◆ **TASK**
Retype each of the rows below word for word, leaving out the pictures.

Location identification rows
========================================
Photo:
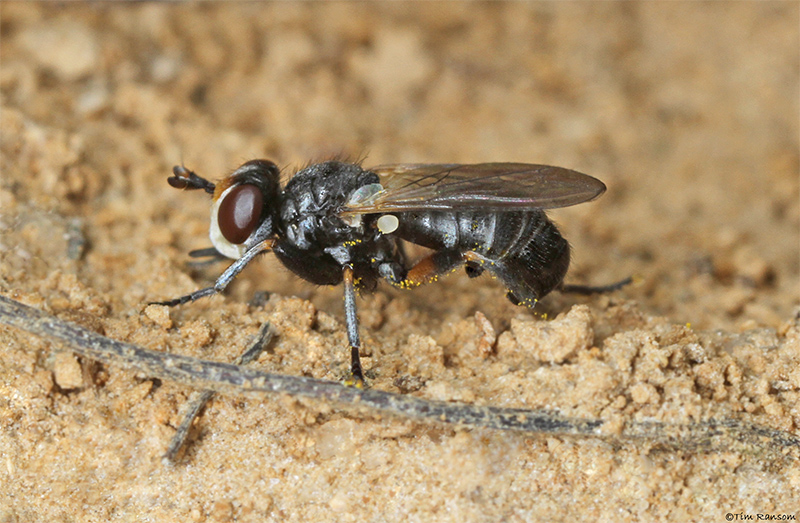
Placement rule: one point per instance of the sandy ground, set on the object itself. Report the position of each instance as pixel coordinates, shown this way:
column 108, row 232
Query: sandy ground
column 688, row 111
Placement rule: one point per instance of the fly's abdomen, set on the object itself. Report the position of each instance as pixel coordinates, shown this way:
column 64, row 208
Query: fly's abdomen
column 521, row 248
========================================
◆ **EXERCISE OUTPUT**
Photo:
Placement rule: one point per instance of the sandy ground, set on the object itself. Report the position of each instance as pixel coordinates, shown this way:
column 108, row 232
Query: sandy ground
column 688, row 111
Placement rule: one point per instance of the fly's abdomen, set on the object itself. Report the position of each instance as pixel coordinates, shown this way:
column 64, row 208
Query: fly's abdomen
column 521, row 248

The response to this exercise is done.